Stored data:
# # # # # # #

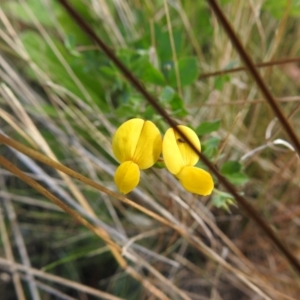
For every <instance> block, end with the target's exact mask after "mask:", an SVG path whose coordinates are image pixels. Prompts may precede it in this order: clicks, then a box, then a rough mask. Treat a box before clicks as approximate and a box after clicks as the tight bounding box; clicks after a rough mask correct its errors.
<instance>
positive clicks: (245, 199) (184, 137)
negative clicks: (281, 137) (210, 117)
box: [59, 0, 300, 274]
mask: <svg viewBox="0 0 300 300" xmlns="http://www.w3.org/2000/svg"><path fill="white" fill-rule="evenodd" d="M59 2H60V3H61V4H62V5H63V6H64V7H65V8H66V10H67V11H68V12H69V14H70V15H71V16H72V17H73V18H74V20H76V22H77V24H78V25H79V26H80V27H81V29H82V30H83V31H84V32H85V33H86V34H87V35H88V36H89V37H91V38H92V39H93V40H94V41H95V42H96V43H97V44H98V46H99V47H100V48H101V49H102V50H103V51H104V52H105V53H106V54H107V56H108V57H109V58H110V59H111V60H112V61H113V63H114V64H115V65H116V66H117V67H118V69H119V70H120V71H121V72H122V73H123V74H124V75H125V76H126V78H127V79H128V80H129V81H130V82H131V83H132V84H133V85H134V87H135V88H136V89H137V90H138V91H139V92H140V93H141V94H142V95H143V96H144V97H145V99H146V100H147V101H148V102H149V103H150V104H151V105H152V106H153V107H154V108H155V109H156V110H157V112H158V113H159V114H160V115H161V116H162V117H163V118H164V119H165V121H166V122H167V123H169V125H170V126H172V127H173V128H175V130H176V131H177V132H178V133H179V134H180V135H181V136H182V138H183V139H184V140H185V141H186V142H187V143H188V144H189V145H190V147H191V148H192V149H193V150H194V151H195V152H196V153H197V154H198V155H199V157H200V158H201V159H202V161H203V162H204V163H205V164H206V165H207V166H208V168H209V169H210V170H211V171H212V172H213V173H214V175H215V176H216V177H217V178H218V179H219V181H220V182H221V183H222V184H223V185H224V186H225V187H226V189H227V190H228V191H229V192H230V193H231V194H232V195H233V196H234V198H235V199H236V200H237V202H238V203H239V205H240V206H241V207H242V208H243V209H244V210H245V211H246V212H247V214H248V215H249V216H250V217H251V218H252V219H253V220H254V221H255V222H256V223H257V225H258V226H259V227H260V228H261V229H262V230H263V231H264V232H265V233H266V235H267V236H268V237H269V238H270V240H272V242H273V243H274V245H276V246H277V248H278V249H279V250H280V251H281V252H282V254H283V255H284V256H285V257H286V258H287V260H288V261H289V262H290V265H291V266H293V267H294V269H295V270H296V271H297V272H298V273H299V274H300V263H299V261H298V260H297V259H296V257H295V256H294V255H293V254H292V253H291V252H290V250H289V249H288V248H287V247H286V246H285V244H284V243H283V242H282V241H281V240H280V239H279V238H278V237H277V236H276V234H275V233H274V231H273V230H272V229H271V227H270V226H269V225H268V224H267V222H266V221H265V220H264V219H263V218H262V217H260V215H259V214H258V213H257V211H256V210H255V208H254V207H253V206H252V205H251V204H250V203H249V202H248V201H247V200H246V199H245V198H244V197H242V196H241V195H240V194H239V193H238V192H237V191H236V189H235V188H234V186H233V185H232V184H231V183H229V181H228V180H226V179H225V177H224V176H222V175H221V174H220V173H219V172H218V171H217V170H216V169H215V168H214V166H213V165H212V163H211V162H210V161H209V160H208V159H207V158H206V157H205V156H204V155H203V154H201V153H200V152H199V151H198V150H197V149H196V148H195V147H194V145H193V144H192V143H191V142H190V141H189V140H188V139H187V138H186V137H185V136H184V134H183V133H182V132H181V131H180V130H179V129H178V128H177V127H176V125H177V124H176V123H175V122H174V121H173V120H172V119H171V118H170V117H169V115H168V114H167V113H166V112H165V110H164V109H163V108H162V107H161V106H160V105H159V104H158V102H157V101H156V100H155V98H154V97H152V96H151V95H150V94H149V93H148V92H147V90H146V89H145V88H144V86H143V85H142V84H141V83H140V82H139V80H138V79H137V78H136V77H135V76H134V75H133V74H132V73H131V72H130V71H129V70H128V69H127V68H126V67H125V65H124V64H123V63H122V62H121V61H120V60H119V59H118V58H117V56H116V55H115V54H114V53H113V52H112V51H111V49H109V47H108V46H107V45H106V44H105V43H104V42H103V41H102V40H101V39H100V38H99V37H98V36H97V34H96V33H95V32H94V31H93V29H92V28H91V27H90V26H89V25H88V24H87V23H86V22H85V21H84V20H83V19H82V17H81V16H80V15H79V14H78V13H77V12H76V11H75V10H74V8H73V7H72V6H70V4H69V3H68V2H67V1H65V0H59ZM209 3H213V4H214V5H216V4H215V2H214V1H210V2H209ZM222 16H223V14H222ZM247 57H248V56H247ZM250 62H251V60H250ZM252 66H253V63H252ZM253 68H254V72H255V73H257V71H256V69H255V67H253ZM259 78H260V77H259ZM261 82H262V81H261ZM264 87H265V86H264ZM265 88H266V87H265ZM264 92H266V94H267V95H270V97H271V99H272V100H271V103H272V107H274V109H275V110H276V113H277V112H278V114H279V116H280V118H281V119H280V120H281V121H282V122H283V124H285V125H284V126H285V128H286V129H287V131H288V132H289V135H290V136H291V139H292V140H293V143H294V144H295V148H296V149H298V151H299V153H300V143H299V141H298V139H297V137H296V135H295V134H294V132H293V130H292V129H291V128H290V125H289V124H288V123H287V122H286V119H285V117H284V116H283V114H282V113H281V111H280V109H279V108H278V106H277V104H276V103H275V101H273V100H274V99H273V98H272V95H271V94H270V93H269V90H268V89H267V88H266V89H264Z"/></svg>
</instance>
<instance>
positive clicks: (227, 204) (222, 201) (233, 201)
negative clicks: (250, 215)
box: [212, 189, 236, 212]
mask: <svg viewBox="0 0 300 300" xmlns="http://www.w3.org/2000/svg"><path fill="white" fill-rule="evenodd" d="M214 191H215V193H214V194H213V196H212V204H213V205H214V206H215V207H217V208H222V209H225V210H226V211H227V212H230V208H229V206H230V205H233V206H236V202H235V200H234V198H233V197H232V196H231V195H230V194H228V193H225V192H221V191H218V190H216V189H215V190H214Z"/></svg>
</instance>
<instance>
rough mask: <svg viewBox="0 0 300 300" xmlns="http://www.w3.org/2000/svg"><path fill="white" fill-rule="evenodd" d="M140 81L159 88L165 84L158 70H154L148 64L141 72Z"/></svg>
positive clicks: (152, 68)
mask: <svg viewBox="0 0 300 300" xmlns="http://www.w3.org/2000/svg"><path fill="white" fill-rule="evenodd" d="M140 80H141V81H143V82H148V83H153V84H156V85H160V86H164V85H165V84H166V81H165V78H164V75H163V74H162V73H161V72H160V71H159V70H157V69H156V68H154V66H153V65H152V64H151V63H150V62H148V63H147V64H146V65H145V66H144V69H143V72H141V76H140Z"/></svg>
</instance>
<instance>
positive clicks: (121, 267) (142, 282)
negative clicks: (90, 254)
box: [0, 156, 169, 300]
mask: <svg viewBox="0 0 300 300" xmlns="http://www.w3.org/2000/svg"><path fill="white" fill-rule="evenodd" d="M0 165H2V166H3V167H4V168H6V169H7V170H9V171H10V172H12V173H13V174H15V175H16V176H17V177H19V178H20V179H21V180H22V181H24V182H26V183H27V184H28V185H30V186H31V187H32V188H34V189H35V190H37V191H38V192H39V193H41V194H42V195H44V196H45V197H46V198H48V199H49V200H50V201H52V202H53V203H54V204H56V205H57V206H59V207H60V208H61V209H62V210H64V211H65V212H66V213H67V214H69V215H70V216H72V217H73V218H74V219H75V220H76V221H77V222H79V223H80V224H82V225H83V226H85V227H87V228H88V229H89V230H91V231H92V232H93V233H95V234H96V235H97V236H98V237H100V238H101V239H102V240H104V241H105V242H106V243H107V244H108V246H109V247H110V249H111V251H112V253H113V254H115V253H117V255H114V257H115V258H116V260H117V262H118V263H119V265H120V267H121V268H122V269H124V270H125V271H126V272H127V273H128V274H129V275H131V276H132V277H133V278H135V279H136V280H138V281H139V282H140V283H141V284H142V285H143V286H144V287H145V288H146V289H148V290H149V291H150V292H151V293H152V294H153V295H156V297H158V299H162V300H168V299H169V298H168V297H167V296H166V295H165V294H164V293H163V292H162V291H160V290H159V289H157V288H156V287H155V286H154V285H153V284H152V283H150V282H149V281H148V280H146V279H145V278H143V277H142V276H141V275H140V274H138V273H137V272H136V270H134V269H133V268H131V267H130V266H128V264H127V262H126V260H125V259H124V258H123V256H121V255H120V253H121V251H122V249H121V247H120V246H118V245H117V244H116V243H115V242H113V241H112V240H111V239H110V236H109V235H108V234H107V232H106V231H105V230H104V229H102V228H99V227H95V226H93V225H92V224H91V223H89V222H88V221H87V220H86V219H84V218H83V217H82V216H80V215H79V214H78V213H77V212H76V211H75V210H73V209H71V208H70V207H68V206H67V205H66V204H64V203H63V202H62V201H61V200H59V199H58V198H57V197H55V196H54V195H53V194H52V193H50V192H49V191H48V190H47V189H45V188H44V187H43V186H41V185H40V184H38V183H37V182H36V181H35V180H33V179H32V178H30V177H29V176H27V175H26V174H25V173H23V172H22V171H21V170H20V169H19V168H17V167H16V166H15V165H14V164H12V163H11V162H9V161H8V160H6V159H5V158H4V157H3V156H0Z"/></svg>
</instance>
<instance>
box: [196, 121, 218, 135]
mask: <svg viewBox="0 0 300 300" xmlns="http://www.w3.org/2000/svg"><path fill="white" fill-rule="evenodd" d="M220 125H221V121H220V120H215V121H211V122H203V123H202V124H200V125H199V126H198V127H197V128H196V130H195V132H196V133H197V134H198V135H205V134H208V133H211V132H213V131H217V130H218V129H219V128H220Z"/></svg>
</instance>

# # # # # # #

* [Exercise aim]
Wherever the string "negative" occurs in the data, copy the line that holds it.

* [Task result]
negative clicks: (281, 137) (210, 117)
negative clicks: (250, 215)
negative clicks: (90, 254)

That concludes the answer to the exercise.